■ **SELECTED TEXT**:
Retired officer of the Indian Air Force

Air Marshal Raghunath Nambiar, PVSM, AVSM, VM & Bar is a retired officer of the Indian Air Force. He served as Air Officer Commanding-in-Chief (AOC-in-C), Western Air Command from 1 March 2019 to 31 October 2019.

== Early life and education ==
Raghunath Nambiar's father, Padmanabhan Nambiar, was a Squadron Leader with the Indian Air Force.
Nambiar is an alumnus of the National Defence Academy.

==Career==
Nambiar was commissioned into the fighter stream in June 1981. He has clocked over 5,100 hours of flying experience among which 2,300 hours were on Mirage 2000 and has flown 42 different types of aircraft. He is an experimental test pilot, is a member of Society of Experimental Test Pilots and was a test pilot for the HAL Tejas project.

■ **WRITTEN TASK A**: In one to three sentences, explain how the dates in the biography of Raghunath Nambiar show that his time as AOC-in-C of Western Air Command lasted eight months.
■ **WRITTEN TASK B**:
Answer these questions from the Nambiar biography:
(i) What rank did Nambiar's father hold in the Indian Air Force?
(ii) In what month and year was Nambiar commissioned into the fighter stream?
(iii) How many of his flying hours were on the Mirage 2000?
■ **WRITTEN TASK C**: Transcribe the Nambiar biography between "Air Marshal Raghunath" and "National Defence Academy.", inclusive.
These rows come from a different source than the biography above.

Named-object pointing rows

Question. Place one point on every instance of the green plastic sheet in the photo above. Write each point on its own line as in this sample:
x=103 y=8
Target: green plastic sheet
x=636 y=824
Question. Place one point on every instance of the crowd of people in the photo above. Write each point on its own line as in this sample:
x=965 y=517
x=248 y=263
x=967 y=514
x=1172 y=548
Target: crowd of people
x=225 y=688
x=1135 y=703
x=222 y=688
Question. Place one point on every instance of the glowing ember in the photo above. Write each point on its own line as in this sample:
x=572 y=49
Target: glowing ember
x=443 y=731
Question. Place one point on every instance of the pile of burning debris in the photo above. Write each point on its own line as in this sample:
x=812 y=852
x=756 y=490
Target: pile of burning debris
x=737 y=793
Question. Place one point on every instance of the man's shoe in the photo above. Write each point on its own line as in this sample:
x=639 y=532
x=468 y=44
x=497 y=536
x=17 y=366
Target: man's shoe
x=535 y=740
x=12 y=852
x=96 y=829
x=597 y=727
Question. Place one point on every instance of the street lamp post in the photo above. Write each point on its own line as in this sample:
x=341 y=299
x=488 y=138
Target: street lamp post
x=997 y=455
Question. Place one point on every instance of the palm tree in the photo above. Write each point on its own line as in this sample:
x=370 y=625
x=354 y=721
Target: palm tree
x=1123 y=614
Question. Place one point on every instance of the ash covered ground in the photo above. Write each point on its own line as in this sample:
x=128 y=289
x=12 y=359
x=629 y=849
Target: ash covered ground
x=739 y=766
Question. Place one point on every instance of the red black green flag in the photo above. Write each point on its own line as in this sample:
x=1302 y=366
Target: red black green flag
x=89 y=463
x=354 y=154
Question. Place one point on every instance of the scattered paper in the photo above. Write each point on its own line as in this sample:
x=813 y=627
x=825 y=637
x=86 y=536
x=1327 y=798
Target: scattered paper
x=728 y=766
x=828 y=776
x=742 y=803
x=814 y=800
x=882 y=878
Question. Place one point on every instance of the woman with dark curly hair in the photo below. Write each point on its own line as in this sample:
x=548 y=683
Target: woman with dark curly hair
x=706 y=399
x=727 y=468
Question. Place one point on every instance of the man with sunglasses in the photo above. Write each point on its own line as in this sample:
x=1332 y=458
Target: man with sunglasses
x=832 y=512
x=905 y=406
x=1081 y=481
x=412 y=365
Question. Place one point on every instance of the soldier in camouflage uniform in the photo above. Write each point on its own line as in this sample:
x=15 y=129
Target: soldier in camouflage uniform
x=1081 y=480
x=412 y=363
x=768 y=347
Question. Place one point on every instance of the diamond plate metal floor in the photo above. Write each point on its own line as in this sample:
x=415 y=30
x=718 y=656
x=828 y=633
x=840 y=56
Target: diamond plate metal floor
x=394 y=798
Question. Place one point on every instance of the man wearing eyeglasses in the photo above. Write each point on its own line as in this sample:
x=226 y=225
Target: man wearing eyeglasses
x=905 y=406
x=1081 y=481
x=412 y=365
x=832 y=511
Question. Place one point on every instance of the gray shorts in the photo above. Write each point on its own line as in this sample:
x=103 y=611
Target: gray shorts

■ **OUTPUT A**: The biography says he held the post from 1 March 2019 to 31 October 2019. That span covers March through October of the same year, which is eight full months.

■ **OUTPUT B**:
(i) Squadron Leader.
(ii) June 1981.
(iii) 2,300 hours.

■ **OUTPUT C**:
Air Marshal Raghunath Nambiar, PVSM, AVSM, VM & Bar is a retired officer of the Indian Air Force. He served as Air Officer Commanding-in-Chief (AOC-in-C), Western Air Command from 1 March 2019 to 31 October 2019.

== Early life and education ==
Raghunath Nambiar's father, Padmanabhan Nambiar, was a Squadron Leader with the Indian Air Force.
Nambiar is an alumnus of the National Defence Academy.